*SHORT TASK*
Return, word for word, the stretch of the film review below from "I’ll see you" up to and including "for an Oscar.".

*SELECTED EXCERPT*
··········

Hello Friends,
The first thing you should do is YouTube the song “Flower”, by Moby, and press “play” while reading this review. It’s the very first song I thought of when I sat down to write this piece. It captures the vibe of Jamie Foxx walking across a god-forsaken piece of land holding a rifle and wearing a cowboy hat. The second thing you should do is remind yourself that Quentin Tarantino wrote Django Unchained.
I’ll see you all on Oscar night! (drops the mic…)
So I’m actually going to review this film, but I do think that my first two points sum up all of my feelings about this flick. It’s a typical Quentin Tarantino film, with Jamie Foxx, about slavery. Which is why it’s been nominated for an Oscar.
Django is the story of a slave-turned-bounty hunter who likes making money killin’ white folks, and who sets out to find his wife (Kerry Washington). This “epic Western” (a more violent version of a John Wayne movie) has turned a number of heads and has received a total of four Oscar nominations. My Facebook newsfeed, for a long time, was alight with conversation about Django, and when you see it you’ll understand why. It’s controversial. It’s bloody, and it’s about slavery and the modern subversion of white supremacy via a historical retelling. Many people have either promoted it to all of their acquaintances, or slammed it viciously. I imagine much of that has to do with the historical inaccuracies, and the extensive use of the word “nigger.” “Dropping the N bomb” made a lot of sense to me, given the time and place of the film, but apparently that still didn’t’ feel good to everyone. Also, anytime a white person makes a movie about a topic that feels prescient to people of color, it’s a big deal. White people, according to some, aren’t allowed to have opinions about oppression, merely apologies. I applaud Tarantino for tackling this issue. I don’t know that there were any deep or profound moments, which I usually look for in a Best Picture nominee, but at least he had the nerve to talk about it in a film.

··········

*DATA*

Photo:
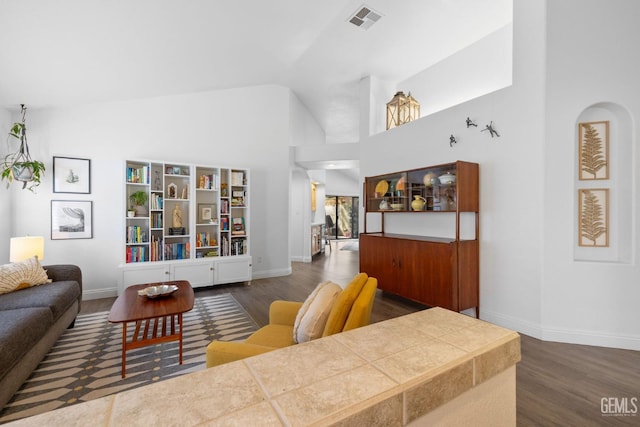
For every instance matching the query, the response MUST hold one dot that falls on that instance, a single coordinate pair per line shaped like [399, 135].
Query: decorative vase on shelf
[418, 203]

··········

*SOLUTION*
I’ll see you all on Oscar night! (drops the mic…)
So I’m actually going to review this film, but I do think that my first two points sum up all of my feelings about this flick. It’s a typical Quentin Tarantino film, with Jamie Foxx, about slavery. Which is why it’s been nominated for an Oscar.